• ABOUT THIS EXERCISE
Return, exactly as written, all lines from the line containing "Habitat-census task: mark the rock outcrop" to the end of the entries below, with both ends included.

Natural-language object grounding data

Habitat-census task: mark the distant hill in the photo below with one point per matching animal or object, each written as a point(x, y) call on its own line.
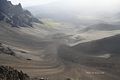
point(102, 27)
point(15, 14)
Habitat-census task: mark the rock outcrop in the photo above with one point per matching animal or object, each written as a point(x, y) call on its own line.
point(9, 73)
point(15, 14)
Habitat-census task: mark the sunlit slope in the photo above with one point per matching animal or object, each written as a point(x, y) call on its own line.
point(31, 53)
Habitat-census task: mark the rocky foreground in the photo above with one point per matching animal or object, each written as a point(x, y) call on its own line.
point(9, 73)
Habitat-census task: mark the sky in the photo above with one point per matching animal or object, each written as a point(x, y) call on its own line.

• SOLUTION FOR THIS EXERCISE
Habitat-census task: mark the rock outcrop in the photo above with one point per matching animal or object, each written as a point(x, y) call on its own line.
point(9, 73)
point(15, 14)
Habitat-census task: mark the sunlit slope in the photo above with one point per matching animal or object, each written as a point(x, y) call on its own line.
point(31, 53)
Habitat-census task: mark the rocky foreground in the photo above with one point per matching animal or object, each written as a point(x, y) call on its own line.
point(9, 73)
Habitat-census task: mark the sky in the photo above with one point per matching animal or object, each written as a point(x, y) call on its own line.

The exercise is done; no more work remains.